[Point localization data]
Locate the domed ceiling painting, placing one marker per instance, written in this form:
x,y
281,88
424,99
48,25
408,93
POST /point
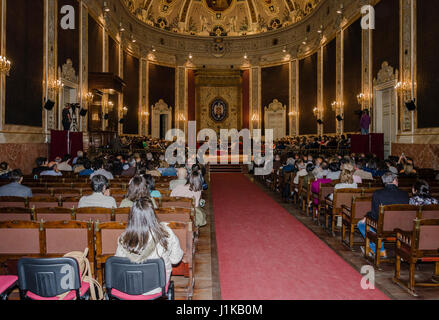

Work item -> Write out the data word for word. Any picture is to be skipped.

Answer box ->
Locate the domed ceiling painting, placing one marker per instance, written in this form:
x,y
281,88
424,99
48,25
408,93
POST /point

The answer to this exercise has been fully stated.